Repeat word for word the passage of the article about Highland Therapeutics' ADHD drug, starting with "The money comes" and going on through "a 44% improvement.".

_TEXT PROVIDED_.

-*-*-

At several points last year, Toronto-based Highland Therapeutics spotlighted data from a pair of pivotal Phase III studies of Benjorna (HLD-200) which they say provided clear evidence that a nightly dose of the drug upped the performance of kids with ADHD from morning through night. Now, staring down a July 30 PDUFA date with the FDA, the low-profile biotech has raised $200 million to fund the commercial ramp-up, confident that they’re now a few short steps from shaking up a major market.
The money comes from Morgan Stanley, which sold senior secured notes due in 2024 for a wholly owned subsidiary of Highland’s — Ironshore Pharmaceuticals & Development. Investors are gambling that the biotech can make the difficult switch from drug developer to commercialization group, while facing off against heavyweight players in the field, with plans to market the drug to a big market throughout the US.
In the second Phase III study of 161 kids aged 6 to 12, investigators said that they had tracked an average 44% improvement in symptoms compared to a placebo. But it’s the full-day benefit they touted the hardest. Their “before school” rating achieved a 59% improvement, making it easier for the kids to get ready for their day, without a lot of parental help. In the evening, there was a 44% improvement.
That’s key for the field, where leaders like Shire have been working on new second-gen drugs that can offer a single daily therapy with consistent benefits.
Just days ago Shire had its long-delayed SHP465 accepted for a review at the FDA. Originally filed way back in 2006, but subsequently rejected, the drug has the same active ingredient as the now generic Adderall XR, but reformulated, investigators say, to make it a once-daily therapy, boosting its efficacy from 12 hours to 16 hours.
Just what payers may thing about these drugs, though, has yet to be seen. Insurers have honed their skills at keeping members on cheap generic drugs, regardless of dosing benefits. And these followup drugs may face a tough fight.
Highland, though, believes it’s on the verge of a big breakthrough.
Craig Lewis, president of Ironshore Pharmaceuticals Inc., said:
“As a science-based, patient- centric organization, we believe HLD200 has the potential to become the standard of care in the treatment of ADHD.

-*-*-

_STORED DATA_.
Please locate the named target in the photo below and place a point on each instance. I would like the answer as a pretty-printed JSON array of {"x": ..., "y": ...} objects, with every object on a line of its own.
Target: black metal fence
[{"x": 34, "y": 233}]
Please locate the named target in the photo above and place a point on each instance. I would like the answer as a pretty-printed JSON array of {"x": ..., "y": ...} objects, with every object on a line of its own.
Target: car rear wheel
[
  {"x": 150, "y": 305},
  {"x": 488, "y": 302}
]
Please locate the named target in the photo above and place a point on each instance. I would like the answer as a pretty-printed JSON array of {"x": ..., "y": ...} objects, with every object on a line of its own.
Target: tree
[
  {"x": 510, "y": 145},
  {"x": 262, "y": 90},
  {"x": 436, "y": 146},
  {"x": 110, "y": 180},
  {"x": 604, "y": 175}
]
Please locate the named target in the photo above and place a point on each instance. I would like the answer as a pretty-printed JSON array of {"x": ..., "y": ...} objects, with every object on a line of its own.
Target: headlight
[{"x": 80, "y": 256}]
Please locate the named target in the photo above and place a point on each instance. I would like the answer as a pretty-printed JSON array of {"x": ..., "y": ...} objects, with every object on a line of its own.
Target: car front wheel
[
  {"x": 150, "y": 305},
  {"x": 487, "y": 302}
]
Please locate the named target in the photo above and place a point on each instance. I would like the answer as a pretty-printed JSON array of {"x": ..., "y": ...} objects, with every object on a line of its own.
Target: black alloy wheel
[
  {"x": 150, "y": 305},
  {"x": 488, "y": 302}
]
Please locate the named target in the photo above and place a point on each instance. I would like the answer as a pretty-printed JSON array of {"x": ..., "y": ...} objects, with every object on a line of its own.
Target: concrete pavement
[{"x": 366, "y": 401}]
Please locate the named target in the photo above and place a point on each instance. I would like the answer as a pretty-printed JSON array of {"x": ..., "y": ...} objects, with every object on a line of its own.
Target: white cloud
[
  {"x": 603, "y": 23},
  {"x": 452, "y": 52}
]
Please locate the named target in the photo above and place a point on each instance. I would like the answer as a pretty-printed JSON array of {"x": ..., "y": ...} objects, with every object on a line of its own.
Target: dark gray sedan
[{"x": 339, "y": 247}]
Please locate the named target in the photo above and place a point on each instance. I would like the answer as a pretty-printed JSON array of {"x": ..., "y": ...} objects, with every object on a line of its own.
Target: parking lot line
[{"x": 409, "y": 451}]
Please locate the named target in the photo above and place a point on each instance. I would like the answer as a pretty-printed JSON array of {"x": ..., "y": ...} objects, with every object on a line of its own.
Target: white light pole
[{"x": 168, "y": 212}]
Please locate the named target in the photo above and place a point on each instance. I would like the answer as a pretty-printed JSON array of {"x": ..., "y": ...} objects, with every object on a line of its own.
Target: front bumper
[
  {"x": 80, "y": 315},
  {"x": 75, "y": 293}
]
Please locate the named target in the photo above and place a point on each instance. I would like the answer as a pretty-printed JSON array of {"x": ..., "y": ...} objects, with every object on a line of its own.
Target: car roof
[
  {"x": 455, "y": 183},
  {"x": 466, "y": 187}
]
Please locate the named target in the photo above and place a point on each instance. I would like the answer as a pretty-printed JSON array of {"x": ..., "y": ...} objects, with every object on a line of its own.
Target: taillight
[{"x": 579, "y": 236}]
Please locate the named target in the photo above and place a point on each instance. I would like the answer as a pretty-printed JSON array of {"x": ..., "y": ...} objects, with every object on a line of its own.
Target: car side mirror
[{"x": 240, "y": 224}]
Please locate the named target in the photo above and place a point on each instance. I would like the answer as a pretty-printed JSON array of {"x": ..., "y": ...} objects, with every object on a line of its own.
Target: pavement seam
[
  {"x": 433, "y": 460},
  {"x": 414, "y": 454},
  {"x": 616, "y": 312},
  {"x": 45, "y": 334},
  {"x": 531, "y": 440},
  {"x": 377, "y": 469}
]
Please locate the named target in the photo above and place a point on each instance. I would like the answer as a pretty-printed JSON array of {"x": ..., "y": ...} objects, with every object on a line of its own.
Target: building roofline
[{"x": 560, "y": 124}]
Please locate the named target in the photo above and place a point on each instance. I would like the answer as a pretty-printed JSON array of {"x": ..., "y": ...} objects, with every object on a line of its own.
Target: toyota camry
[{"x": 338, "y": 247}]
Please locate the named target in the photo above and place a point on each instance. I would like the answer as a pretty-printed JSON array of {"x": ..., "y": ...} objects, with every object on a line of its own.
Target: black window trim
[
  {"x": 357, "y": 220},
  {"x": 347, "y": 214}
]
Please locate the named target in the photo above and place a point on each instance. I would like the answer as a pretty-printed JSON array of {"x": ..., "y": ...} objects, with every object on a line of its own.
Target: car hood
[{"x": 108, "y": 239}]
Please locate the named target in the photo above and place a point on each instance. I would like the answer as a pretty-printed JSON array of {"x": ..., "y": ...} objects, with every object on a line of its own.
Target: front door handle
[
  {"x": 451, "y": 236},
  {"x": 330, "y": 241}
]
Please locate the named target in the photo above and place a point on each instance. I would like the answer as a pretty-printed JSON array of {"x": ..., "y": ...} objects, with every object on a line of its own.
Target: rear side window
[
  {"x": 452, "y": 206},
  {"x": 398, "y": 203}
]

-*-*-

_RESPONSE BELOW_.
The money comes from Morgan Stanley, which sold senior secured notes due in 2024 for a wholly owned subsidiary of Highland’s — Ironshore Pharmaceuticals & Development. Investors are gambling that the biotech can make the difficult switch from drug developer to commercialization group, while facing off against heavyweight players in the field, with plans to market the drug to a big market throughout the US.
In the second Phase III study of 161 kids aged 6 to 12, investigators said that they had tracked an average 44% improvement in symptoms compared to a placebo. But it’s the full-day benefit they touted the hardest. Their “before school” rating achieved a 59% improvement, making it easier for the kids to get ready for their day, without a lot of parental help. In the evening, there was a 44% improvement.